**Soal Latihan:** Kutip ulang tanpa perubahan baris-baris di bawah ini, mulai dari baris yang memuat "For the benchmark, mark every instance of the red jeep" dan berakhir pada baris yang memuat "[[48, 279]]", kedua baris itu turut disertakan.
───── Data yang Diberikan
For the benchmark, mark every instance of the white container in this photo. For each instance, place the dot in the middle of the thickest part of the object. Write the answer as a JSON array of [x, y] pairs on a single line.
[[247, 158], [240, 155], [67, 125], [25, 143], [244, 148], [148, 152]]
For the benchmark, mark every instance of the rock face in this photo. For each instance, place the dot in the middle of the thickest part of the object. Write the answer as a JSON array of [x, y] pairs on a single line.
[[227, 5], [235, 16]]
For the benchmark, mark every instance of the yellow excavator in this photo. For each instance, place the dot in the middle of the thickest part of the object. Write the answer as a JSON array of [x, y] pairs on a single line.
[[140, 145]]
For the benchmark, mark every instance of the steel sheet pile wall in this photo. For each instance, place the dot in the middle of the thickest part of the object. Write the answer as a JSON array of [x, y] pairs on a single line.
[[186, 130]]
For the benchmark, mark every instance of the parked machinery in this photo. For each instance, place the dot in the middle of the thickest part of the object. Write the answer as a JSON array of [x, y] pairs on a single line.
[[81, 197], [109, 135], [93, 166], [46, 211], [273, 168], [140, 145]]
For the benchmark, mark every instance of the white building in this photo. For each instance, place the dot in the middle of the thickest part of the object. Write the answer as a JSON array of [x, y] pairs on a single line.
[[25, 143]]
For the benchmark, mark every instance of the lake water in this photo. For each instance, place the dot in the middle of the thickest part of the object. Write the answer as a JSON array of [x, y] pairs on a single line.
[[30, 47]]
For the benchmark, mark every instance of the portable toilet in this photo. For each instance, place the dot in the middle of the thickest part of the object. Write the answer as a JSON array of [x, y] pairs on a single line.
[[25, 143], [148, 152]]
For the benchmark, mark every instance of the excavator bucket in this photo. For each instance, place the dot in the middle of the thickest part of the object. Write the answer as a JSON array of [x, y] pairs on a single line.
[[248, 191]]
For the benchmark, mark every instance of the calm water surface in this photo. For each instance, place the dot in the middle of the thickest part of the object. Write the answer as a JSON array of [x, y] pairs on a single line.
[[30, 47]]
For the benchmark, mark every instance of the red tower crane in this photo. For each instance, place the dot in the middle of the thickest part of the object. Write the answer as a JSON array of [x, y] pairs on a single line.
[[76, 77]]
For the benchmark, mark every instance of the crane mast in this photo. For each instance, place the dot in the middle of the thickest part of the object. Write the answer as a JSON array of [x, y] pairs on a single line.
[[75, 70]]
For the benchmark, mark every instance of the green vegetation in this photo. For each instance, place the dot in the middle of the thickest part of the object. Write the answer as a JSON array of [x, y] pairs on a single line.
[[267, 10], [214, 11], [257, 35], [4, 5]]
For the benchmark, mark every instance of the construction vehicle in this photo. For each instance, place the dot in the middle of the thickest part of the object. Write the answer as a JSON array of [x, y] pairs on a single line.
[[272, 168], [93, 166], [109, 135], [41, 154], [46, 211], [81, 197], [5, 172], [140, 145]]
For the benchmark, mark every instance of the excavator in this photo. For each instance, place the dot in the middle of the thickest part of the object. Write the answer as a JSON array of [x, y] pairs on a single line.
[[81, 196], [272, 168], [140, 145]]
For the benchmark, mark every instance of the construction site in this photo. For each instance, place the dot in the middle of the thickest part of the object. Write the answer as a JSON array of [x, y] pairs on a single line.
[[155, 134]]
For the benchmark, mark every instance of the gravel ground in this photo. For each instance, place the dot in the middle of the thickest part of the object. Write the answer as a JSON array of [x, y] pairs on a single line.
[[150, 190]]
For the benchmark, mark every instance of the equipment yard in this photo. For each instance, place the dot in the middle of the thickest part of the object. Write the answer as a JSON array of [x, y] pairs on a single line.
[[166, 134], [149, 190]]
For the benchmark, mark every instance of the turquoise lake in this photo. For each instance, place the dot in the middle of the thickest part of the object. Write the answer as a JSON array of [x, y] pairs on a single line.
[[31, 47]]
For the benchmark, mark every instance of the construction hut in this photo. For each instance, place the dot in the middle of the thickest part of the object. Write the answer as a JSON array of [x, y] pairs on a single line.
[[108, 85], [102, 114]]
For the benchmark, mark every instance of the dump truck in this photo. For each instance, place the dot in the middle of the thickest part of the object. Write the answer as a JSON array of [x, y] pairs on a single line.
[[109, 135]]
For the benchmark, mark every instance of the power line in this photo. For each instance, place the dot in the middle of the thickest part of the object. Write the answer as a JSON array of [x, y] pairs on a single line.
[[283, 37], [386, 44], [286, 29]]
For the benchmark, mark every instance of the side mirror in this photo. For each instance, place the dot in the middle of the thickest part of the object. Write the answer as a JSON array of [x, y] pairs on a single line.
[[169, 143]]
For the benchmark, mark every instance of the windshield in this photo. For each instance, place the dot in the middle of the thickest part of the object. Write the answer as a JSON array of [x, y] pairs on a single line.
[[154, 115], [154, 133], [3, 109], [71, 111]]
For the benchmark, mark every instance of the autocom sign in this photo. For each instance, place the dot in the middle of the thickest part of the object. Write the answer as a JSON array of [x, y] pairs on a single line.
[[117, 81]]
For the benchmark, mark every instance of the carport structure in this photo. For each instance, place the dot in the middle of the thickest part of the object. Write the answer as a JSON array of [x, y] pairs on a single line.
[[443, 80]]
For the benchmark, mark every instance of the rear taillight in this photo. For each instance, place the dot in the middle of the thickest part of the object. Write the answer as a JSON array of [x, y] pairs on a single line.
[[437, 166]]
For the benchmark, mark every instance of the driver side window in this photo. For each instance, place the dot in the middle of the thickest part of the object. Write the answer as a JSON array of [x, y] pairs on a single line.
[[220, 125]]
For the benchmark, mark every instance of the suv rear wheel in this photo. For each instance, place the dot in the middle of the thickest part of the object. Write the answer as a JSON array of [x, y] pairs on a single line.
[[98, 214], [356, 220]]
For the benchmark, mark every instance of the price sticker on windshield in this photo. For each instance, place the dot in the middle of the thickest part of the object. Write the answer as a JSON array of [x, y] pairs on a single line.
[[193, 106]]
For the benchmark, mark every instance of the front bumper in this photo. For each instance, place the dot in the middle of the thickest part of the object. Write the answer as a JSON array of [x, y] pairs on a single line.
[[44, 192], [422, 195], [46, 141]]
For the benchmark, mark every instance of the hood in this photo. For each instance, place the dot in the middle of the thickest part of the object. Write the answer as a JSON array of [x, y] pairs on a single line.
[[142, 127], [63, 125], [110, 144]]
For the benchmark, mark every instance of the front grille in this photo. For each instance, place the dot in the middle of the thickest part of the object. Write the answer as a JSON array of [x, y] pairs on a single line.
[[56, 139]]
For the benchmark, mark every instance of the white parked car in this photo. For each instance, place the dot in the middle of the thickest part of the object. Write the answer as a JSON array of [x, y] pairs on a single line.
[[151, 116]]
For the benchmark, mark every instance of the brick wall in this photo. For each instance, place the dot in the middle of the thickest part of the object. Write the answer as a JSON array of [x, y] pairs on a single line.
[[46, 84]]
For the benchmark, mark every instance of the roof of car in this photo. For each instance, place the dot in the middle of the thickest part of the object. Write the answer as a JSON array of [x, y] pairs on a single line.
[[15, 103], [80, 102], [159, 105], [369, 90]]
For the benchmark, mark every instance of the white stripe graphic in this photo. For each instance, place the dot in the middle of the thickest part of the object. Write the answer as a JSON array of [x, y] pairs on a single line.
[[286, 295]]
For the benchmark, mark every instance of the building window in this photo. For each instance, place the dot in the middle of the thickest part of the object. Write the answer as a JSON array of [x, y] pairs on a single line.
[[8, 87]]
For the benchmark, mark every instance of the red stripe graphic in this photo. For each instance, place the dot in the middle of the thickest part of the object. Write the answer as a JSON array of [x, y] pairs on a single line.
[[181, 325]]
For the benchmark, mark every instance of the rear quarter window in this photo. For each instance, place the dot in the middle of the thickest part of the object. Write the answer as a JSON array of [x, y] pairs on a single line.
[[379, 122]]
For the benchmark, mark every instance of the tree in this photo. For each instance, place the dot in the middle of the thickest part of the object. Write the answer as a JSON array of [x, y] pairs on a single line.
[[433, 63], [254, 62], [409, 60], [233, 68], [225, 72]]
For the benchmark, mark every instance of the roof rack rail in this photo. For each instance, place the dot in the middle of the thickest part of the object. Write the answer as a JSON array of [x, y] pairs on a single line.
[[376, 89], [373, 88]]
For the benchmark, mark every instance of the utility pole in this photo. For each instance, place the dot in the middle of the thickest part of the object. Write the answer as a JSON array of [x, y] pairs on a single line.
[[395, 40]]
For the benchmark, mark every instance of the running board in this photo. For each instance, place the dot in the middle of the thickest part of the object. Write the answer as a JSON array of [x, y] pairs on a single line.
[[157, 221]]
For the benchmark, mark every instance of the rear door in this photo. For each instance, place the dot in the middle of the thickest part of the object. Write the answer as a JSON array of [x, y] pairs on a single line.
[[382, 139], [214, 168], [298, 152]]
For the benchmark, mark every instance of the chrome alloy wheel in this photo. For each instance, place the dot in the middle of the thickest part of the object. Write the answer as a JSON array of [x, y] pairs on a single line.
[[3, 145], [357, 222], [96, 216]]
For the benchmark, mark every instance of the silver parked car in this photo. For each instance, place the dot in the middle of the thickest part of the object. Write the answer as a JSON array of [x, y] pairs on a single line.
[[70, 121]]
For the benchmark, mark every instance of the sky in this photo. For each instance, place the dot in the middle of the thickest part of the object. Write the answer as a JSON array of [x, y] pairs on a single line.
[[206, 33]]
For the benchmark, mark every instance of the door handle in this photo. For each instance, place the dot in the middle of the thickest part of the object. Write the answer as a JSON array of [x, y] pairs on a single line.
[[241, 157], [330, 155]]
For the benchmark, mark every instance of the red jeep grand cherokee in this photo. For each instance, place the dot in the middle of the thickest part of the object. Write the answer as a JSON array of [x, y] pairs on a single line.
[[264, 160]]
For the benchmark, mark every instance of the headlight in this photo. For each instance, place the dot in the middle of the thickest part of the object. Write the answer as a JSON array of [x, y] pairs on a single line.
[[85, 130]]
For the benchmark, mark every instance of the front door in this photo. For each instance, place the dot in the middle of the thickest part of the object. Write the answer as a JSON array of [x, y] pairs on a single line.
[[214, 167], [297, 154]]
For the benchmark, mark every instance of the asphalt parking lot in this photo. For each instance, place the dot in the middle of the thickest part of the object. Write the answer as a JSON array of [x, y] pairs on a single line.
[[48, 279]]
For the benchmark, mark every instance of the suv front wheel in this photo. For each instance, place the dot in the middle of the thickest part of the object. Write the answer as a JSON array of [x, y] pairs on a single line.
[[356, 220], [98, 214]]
──────────
**Hasil:**
For the benchmark, mark every instance of the red jeep grand cherokee in this photo. For each instance, place the dot in the middle of the thickest part of the object. Write the answer as a JSON array of [x, y] pairs on a single line.
[[264, 160]]
For the benchmark, mark every instance of the headlight in this photo. For each instance, place the dot in the middle of the thickest part of the object. Write the answer as a JSON array of [x, y] pairs on a single line.
[[85, 130]]
For the benchmark, mark every instance of the front door in this photo. For each instance, place the dot in the middle of the thickest part of the object. Write the answer as a JSON array of [x, y] pairs on a single line.
[[214, 167], [297, 154]]
For the benchmark, mark every instance of the asphalt parking lot in this photo. For each instance, place the dot in the middle of the thickest part of the object. Write the answer as a JSON array of [x, y] pairs on a single line.
[[48, 279]]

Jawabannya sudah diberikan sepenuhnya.